> _Data for the task_
- - -

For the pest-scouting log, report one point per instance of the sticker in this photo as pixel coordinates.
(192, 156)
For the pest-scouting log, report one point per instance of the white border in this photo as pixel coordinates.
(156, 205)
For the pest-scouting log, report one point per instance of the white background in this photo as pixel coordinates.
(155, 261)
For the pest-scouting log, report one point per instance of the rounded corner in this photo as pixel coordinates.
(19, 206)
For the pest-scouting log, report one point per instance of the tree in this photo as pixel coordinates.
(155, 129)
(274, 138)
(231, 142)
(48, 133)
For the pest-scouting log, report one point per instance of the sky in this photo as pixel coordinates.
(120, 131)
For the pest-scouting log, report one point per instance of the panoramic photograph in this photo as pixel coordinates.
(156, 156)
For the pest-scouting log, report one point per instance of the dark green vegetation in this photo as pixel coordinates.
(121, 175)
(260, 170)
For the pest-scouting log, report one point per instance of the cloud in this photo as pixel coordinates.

- - -

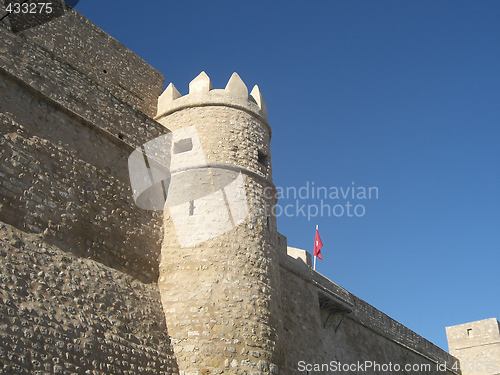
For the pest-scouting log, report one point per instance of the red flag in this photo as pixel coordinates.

- - -

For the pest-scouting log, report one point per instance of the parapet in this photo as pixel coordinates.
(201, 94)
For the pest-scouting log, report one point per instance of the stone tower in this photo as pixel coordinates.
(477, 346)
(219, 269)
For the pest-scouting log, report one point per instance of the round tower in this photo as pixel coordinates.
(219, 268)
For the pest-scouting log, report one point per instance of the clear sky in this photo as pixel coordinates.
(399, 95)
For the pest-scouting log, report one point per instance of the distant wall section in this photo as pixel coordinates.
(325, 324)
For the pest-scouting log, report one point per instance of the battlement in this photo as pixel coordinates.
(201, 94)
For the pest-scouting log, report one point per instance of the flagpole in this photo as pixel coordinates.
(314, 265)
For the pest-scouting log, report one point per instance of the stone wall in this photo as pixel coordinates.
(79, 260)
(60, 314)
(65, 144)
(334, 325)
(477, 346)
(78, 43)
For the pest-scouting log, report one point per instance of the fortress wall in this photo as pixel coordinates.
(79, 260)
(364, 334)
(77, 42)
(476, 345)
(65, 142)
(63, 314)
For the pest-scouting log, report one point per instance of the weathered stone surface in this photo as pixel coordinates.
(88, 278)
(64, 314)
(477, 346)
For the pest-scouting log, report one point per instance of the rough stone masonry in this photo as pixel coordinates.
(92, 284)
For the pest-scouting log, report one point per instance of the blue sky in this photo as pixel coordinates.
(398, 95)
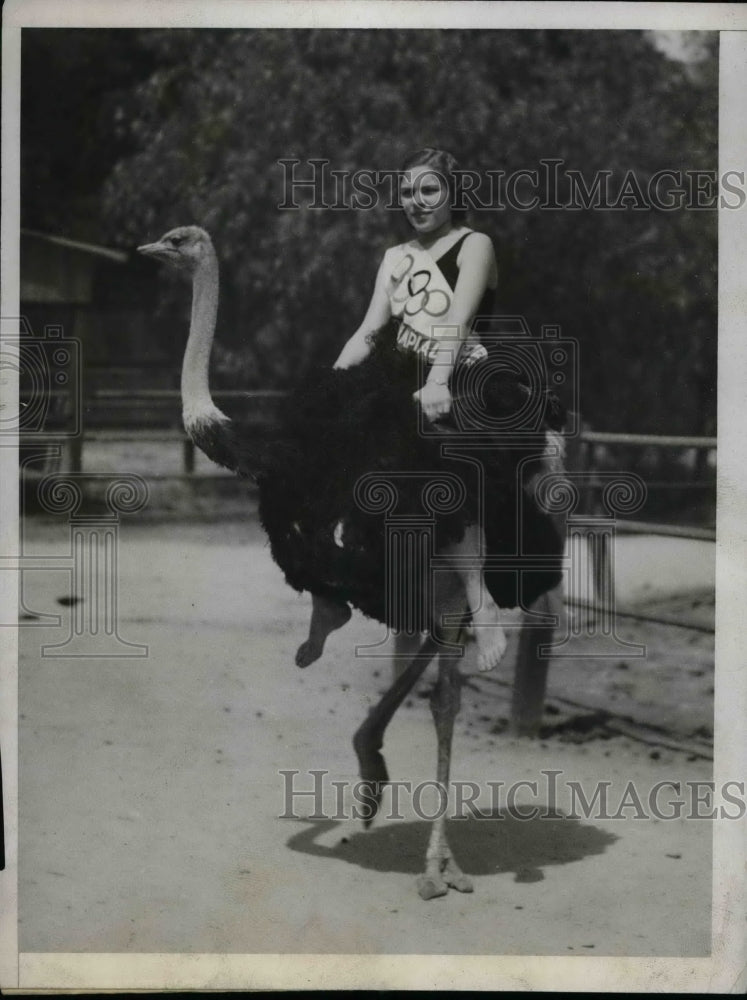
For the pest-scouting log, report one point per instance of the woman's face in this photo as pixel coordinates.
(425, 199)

- - -

Copy out every line of the records above that contains the word "stone".

For the pest-scouting log, report one point per instance of the stone tower in this photo as pixel coordinates.
For the pest-scouting log, report one point per instance of the stone wall in this photo as pixel coordinates.
For the pest-scouting log, report one point per instance of the weathered stone surface in this photo as pixel coordinates.
For the pest-scouting log, report one point per instance of the rough stone masonry in this photo as pixel coordinates.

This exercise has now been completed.